(Saved entries)
※

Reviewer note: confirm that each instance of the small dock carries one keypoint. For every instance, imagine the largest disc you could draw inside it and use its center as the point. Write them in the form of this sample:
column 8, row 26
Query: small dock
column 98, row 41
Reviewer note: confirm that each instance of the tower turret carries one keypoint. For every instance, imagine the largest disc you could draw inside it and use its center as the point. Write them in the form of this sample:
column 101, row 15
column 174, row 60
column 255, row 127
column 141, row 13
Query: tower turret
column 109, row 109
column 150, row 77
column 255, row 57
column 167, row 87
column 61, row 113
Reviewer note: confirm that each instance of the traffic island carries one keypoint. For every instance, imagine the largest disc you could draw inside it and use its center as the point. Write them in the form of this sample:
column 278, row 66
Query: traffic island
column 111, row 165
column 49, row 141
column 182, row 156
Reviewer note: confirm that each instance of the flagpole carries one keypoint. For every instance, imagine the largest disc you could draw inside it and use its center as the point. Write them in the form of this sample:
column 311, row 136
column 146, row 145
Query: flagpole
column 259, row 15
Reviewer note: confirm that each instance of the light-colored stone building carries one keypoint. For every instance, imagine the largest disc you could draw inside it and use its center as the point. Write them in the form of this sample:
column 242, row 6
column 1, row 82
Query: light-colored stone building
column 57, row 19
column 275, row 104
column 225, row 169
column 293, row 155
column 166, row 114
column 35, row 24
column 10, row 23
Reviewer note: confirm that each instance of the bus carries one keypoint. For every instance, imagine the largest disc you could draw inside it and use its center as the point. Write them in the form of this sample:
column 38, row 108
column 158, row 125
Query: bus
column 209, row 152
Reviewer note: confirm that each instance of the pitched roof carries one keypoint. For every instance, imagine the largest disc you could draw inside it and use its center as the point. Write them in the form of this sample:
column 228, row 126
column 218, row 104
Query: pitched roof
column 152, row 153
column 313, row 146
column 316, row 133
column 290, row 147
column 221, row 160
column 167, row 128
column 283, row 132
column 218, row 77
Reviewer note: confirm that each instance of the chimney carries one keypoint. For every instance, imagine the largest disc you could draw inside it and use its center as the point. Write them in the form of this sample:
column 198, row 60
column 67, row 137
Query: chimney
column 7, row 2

※

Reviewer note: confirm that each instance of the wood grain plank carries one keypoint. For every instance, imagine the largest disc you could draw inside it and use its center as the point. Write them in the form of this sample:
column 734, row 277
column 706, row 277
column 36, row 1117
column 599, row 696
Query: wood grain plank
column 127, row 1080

※

> DESCRIPTION OF THE TASK: Look above for the line containing "Query: tower turret". Output from there through the line containing "column 1, row 82", exactly and inclusively.

> WRITTEN RESPONSE:
Query: tower turret
column 109, row 109
column 150, row 77
column 255, row 57
column 167, row 87
column 61, row 113
Reviewer note: confirm that each instance of the traffic island carries one keypoint. For every instance, imagine the largest disc you could draw inside it and use its center as the point. Write them in the form of this sample:
column 278, row 66
Query: traffic island
column 111, row 165
column 49, row 141
column 182, row 156
Reviewer note: confirm that each instance of the flagpole carries one keypoint. For every instance, imagine the largest disc you could draw inside it and use its center as the point. Write them in the form of this sample:
column 311, row 136
column 146, row 145
Query: flagpole
column 259, row 15
Reviewer note: confirm that each instance of the light-colored stone building carries one keypoint. For every instance, imagine the largest disc you could draw inside it and use its center as the point. Write them in the form of this sample:
column 242, row 6
column 1, row 82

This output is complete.